▸ **Things to do**:
[a] Report each line of the records that contains the string "droppings", matching case exactly.
[b] Go on with the Klaas Burger interview, picking up right after its final sentence.

▸ **Passage shown**:
Klaas Burger: I’m an artist working in public space, on public issues. But because 'art' only attracts a specific kind of people and I also want to collaborate with others, I use undercover strategies. So please do not call me an artist. Some call my practice engaged or social. But I don't know about this. Does this mean other practices are asocial? I just love the social realm. The inequality one can find here is a great source of knowledge and imagination. And I choose to work within this realm on a longterm basis. For example, for many years I've been working with Hajrija Salkanovic, her children and grandchildren. Together with Stefany Karghoti and a great crew we made a movie about her life story. In the first part she tells about how she fled Yugoslavia after the Second World War and arrived in Italy. Some of her family members still live in the Campo Nomadi di Torino. In the second part we re-enacted the arrival of Hajrija and her family in The Netherlands. With nearly 30 family members we played a script based on media coverage about their arrival in the early 1970's. This was mind-blowing, because then the family didn't have access to these newspapers and television programs. So the re-enactment was also learning to know this media coverage and to understand how biased average people were about Roma. On the one hand nothing changed. The bias still exists. But on the other hand, there is a big change: now they know the language and have access to art and culture. So we created this movie. The movie premiered last autumn as an installation in the Stedelijk Museum Breda and as a movie in Chasse Cinema, also in Breda, where a part of the family lives. I would love to show it in Torino, or in Rome, where Hajrija and her family lived some time in Campo Nomadi di Via Casilino 900.

▸ **Data rows**:
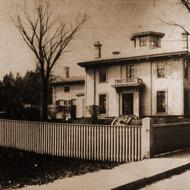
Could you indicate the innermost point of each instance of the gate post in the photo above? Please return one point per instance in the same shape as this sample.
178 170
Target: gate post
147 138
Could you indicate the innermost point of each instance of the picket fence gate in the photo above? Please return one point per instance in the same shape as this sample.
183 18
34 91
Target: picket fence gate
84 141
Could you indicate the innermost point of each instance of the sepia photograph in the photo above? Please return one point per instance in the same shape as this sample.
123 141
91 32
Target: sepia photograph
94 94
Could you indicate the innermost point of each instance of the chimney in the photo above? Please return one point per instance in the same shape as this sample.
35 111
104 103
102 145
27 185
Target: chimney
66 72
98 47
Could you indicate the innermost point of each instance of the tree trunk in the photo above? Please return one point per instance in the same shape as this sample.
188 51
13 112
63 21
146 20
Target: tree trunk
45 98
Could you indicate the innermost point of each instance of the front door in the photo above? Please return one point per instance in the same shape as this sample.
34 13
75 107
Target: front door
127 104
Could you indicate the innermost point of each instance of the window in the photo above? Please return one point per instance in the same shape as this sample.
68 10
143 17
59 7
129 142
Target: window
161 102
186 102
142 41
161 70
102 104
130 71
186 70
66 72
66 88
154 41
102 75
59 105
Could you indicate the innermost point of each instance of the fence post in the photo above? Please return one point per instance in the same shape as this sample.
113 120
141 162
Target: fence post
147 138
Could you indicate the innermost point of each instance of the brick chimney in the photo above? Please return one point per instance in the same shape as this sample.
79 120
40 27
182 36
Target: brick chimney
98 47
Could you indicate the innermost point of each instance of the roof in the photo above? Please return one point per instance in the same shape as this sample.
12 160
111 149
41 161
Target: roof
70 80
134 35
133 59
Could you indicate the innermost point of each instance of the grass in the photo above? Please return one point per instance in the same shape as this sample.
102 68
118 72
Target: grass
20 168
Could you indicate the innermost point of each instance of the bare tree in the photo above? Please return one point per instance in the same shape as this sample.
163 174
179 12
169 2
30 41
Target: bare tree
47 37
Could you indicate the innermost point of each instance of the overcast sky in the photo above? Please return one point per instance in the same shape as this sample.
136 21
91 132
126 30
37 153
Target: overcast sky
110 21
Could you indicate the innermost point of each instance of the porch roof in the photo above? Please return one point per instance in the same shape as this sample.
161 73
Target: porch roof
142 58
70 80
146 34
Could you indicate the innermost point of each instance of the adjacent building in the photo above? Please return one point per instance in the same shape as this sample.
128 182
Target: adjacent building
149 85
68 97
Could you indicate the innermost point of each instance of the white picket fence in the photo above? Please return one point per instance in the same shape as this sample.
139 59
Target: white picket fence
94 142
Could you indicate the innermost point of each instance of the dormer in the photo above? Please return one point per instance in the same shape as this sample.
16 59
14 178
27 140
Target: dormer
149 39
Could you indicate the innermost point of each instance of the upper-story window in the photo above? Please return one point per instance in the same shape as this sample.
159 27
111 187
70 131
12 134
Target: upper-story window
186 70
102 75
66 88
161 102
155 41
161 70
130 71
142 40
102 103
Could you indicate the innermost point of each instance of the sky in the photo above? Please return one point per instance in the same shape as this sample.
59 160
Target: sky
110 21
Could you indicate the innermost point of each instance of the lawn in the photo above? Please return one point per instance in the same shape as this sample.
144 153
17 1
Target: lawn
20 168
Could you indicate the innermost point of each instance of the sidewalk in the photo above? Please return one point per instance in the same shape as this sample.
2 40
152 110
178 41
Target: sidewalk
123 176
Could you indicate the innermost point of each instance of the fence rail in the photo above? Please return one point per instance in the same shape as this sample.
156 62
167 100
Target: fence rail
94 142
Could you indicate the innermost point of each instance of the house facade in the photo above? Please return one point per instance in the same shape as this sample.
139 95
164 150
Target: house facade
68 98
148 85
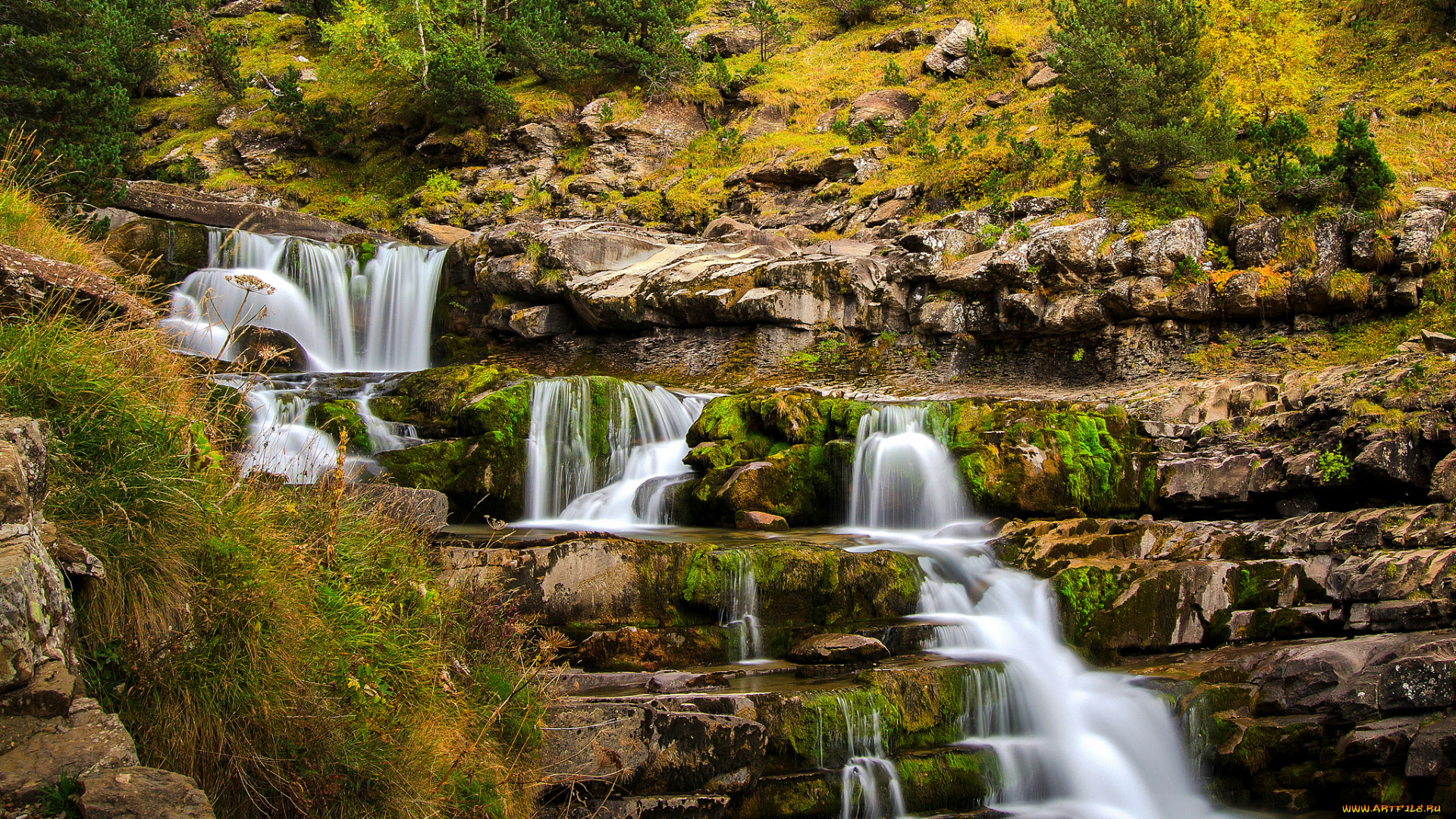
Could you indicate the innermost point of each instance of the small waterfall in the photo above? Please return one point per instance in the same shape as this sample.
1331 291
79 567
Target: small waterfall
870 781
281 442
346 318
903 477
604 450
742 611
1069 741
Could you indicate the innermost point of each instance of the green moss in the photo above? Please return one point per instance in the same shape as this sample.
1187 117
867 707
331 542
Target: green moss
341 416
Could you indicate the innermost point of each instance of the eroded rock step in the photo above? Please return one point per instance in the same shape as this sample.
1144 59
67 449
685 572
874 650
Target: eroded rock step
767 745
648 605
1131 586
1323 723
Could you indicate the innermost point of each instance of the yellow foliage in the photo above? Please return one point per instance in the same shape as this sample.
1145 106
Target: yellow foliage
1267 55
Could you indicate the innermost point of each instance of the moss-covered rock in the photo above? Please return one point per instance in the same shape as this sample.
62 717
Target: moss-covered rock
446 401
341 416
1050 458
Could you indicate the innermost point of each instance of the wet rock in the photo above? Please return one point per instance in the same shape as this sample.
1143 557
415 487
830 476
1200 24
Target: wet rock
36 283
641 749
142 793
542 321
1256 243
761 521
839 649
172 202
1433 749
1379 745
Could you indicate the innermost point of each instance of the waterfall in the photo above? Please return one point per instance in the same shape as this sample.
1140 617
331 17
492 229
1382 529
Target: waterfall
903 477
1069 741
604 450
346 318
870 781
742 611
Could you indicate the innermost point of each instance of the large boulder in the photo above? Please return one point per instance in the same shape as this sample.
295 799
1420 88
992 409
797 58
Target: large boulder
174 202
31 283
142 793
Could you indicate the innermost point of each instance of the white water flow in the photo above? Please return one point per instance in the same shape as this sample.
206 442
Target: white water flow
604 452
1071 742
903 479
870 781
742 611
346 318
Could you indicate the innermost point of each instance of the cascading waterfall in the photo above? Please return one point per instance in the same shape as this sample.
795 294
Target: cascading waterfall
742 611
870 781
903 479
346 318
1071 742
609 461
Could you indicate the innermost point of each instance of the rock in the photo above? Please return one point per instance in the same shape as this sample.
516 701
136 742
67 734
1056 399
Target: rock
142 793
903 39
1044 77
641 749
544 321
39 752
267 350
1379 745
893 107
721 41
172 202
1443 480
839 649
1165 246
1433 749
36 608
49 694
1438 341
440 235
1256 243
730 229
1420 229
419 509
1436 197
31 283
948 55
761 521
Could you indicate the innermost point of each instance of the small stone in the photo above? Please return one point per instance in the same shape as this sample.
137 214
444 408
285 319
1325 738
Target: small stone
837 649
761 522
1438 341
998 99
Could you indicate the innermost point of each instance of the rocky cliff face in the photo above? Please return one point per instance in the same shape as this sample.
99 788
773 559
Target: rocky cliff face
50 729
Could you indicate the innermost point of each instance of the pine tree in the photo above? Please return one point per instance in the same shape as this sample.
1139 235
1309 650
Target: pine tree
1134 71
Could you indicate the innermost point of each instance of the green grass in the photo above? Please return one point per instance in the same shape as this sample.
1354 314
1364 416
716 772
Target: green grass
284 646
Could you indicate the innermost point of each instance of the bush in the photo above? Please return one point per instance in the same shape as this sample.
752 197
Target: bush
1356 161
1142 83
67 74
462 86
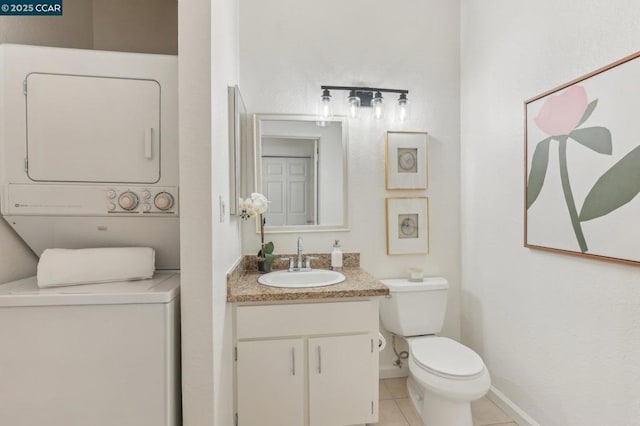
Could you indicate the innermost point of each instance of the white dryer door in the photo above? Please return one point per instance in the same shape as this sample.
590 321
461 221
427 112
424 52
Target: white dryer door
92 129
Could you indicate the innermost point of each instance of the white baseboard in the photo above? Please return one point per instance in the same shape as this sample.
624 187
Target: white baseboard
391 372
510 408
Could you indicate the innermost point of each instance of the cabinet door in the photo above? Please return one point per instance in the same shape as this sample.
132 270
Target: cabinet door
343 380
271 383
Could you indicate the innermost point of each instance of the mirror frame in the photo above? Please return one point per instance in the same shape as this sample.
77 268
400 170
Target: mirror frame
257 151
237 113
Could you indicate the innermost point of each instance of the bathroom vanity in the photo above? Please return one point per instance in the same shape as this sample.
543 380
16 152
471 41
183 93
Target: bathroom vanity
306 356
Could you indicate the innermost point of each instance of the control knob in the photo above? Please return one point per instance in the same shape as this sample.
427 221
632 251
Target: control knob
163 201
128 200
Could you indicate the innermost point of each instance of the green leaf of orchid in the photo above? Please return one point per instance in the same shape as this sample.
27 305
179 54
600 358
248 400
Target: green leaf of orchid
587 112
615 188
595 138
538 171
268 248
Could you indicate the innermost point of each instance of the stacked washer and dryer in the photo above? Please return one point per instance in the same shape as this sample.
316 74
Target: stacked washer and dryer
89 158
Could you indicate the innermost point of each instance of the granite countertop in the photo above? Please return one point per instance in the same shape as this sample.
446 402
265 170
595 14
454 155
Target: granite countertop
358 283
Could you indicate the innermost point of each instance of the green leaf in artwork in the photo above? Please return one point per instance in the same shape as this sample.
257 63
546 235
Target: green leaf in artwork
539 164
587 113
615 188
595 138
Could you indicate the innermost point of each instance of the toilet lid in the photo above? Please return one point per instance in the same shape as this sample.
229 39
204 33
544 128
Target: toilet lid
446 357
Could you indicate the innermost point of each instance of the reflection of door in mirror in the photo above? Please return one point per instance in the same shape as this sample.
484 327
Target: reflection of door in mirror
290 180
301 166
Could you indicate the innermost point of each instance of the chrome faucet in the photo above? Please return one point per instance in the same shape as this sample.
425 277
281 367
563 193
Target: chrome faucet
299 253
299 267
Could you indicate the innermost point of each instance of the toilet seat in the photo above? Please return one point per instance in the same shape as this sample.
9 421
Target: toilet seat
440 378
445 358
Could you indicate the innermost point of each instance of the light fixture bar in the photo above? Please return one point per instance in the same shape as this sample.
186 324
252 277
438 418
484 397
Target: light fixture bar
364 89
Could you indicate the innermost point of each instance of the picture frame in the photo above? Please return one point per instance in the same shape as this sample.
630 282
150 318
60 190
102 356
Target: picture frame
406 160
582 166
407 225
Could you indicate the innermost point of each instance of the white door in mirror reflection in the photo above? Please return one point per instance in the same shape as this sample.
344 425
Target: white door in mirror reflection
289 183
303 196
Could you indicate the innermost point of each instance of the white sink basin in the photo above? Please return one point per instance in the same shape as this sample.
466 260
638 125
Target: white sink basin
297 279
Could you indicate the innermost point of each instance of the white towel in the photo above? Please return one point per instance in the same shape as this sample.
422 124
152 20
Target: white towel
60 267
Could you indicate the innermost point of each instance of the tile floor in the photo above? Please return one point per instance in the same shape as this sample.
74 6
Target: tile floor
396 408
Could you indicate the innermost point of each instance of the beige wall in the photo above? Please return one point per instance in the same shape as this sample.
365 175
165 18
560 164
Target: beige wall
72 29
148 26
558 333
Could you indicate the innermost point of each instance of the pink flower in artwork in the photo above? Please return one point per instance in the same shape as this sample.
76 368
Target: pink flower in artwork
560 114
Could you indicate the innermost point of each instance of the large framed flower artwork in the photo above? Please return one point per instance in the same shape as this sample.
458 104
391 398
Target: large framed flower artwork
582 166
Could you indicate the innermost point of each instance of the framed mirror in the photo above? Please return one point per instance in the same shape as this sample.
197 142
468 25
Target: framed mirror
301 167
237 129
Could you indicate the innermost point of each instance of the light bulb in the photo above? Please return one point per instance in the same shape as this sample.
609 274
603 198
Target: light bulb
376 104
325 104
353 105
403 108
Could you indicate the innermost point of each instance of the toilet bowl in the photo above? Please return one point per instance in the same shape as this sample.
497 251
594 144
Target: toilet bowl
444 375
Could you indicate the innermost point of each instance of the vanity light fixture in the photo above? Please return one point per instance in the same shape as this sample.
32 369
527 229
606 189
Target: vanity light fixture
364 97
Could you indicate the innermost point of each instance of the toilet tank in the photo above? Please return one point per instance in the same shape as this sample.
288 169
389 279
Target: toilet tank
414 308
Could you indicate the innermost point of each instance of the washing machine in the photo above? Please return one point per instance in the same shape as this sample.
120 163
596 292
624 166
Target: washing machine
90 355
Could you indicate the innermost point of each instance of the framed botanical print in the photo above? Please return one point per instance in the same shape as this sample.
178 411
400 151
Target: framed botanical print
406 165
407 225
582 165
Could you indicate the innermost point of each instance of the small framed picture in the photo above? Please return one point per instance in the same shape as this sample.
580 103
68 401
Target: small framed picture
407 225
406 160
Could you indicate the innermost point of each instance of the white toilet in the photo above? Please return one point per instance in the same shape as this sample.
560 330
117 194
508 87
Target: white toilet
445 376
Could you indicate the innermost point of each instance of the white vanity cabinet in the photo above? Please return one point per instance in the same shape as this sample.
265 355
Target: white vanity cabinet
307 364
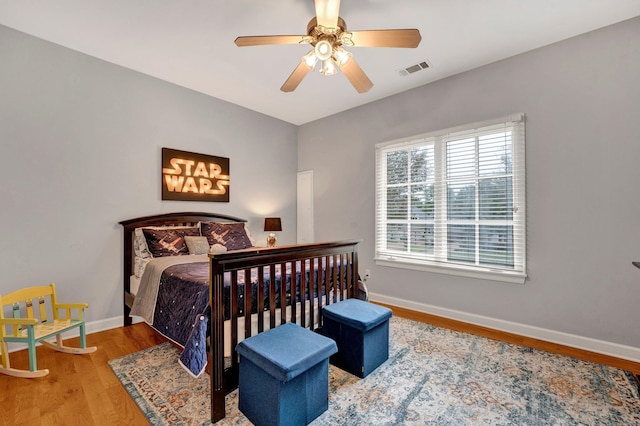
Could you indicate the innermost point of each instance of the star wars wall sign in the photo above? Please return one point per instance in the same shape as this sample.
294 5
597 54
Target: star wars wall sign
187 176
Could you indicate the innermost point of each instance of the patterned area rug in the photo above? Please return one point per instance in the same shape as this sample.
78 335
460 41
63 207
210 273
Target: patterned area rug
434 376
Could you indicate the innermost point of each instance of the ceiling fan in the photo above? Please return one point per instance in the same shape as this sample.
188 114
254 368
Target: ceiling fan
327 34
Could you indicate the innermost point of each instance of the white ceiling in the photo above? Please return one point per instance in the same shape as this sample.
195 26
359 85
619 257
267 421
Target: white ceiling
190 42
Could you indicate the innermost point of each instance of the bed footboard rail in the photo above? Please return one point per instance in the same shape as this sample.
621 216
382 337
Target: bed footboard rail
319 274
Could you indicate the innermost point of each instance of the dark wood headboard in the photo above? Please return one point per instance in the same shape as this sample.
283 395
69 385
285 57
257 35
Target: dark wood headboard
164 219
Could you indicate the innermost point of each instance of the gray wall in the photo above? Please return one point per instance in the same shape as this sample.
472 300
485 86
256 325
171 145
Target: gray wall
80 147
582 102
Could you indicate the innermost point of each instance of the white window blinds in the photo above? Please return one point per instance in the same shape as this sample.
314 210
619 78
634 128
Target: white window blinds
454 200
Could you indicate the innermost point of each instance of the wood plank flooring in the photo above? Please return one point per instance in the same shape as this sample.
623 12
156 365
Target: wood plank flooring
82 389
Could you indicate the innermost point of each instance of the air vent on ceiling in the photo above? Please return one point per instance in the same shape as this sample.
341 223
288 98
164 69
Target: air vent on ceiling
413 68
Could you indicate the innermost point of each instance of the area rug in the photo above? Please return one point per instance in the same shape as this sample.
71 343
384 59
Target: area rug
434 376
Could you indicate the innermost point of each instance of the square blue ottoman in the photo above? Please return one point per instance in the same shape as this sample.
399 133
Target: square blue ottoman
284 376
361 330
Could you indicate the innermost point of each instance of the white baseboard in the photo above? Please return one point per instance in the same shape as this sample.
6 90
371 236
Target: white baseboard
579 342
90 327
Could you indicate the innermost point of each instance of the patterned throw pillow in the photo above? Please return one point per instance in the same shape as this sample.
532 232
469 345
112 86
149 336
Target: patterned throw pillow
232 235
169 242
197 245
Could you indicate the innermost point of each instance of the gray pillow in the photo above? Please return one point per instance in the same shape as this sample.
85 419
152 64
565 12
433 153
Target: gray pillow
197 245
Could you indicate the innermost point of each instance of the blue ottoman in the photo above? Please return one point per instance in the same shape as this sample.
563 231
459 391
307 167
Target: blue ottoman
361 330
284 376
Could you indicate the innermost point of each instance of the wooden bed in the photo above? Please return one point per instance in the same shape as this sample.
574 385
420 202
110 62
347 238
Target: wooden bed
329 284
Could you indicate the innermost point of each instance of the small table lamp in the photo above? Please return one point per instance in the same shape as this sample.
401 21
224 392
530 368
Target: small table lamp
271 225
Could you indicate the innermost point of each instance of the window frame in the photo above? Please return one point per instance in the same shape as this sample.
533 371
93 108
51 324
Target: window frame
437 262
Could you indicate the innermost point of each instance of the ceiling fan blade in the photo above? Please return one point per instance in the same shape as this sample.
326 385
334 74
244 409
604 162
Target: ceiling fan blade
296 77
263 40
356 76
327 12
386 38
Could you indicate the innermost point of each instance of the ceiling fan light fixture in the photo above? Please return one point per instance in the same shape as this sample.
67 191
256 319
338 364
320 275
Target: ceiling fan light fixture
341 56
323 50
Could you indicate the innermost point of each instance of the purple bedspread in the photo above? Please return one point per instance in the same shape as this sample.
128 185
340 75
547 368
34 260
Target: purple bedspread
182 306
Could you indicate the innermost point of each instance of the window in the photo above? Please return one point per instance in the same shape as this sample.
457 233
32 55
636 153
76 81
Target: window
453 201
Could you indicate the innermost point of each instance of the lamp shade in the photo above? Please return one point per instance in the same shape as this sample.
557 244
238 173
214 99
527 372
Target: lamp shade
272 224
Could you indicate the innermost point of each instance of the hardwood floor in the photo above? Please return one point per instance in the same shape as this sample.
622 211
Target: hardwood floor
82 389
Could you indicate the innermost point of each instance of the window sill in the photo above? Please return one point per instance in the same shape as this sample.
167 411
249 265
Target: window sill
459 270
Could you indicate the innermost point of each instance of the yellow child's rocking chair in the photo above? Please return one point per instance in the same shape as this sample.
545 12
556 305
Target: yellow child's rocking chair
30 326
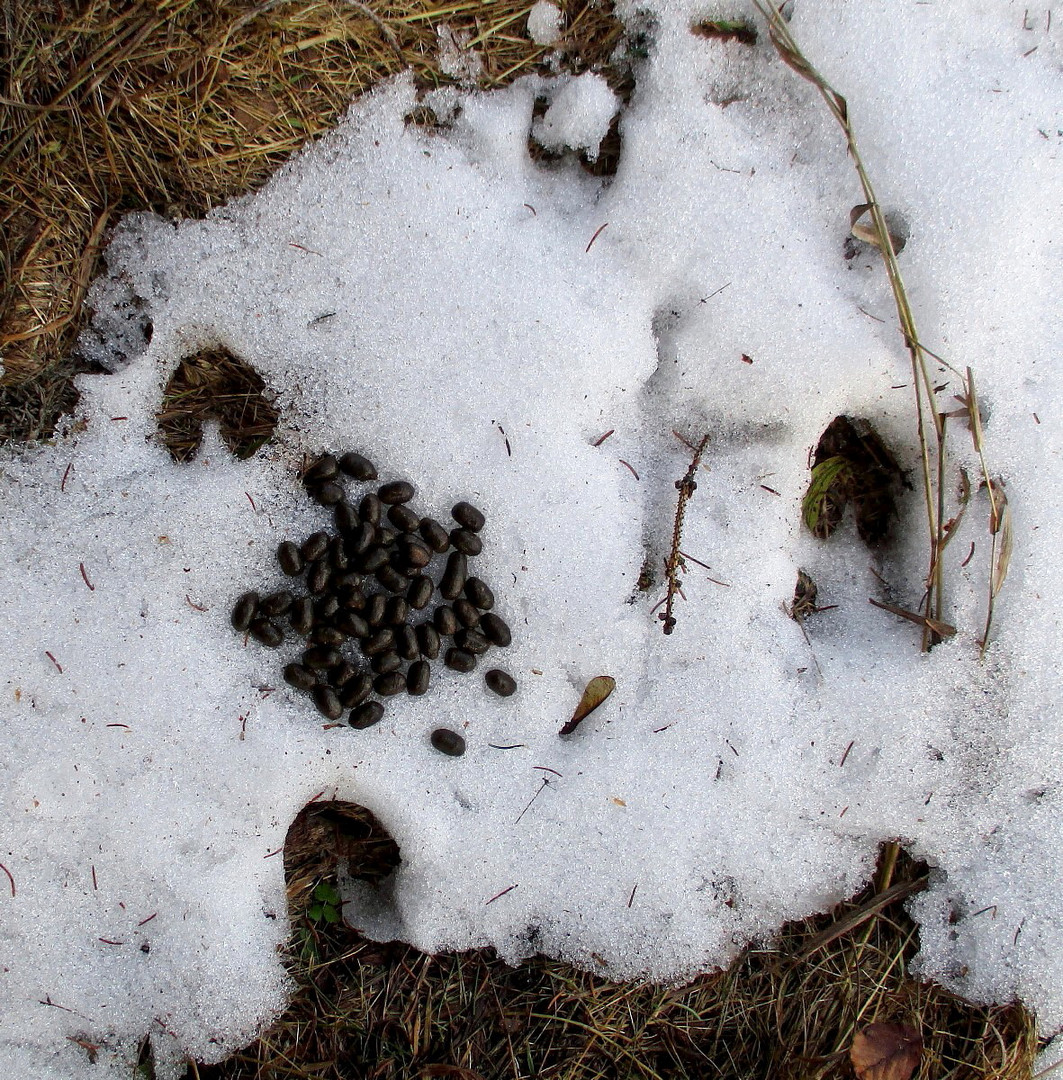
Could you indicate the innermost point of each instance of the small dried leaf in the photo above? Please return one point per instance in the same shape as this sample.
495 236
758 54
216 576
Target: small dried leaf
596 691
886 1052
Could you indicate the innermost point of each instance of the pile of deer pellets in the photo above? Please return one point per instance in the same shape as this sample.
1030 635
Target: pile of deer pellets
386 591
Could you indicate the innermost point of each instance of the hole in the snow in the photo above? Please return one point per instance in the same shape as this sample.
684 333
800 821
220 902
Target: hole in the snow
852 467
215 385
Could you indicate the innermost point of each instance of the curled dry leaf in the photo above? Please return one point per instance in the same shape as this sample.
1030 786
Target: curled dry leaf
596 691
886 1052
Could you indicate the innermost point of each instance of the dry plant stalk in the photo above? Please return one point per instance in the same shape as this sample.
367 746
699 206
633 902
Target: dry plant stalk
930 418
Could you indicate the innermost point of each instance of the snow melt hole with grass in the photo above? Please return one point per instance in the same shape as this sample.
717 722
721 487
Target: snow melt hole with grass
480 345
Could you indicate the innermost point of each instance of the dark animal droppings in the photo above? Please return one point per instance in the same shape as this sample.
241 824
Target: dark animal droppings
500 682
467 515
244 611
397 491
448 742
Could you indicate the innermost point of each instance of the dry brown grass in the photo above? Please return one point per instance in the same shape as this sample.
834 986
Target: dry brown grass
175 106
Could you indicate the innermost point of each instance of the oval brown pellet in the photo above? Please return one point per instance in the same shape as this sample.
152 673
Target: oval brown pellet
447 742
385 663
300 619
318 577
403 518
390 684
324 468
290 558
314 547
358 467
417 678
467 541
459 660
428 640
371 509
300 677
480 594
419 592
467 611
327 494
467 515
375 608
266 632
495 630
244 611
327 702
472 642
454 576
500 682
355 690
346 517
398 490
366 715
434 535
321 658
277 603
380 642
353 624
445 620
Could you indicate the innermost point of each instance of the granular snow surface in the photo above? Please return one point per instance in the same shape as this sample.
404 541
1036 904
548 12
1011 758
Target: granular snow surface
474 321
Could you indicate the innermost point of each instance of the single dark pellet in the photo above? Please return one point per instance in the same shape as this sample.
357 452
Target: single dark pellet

▸ **Answers provided**:
[a]
Could you indicate the innermost point of each instance of the dark animal droppings in the photo above? Please return one point per instance in the same shape as this sample.
Target: dark animal droppings

[b]
SPPP: In the ten years of our friendship we have been able to observe a radical transformation of your role as an artist (if you mean to define your figure). What were the milestones in your change process?
KB: The most important moment was when I started to understand that my work is far more accessible and sustainable when I'm not working alone, when I'm not creating this commercial artistic brand called Klaas Burger. So I brought my artistic practice inside an organisation. It's called the School of Perception (in Dutch: Academie voor Beeldvorming). Since then it's much easier to collaborate with other people, with researchers, journalists, policy makers or other artists. Just the name of it functions as a Trojan Horse. Who doesn't want to collaborate with a school? Working like this, I have been able to extend the duration of the processes in which artworks are created and be loyal to people and topics. This loyalty creates much more influence than institutional status. Writing this, I remember also how Enzo Mari inspired me. Especially his Autoprogettazione: good design is knowledge transfer. When this doesn't happen and the knowledge is hidden in institutional status or elitist behavior, it equals fascism. So you can also put it very simply: through the years I radicalized.
SPPP: Do you have projects that you would like to realize/that you have not yet implemented/or that you are already working on, that you would like to talk about?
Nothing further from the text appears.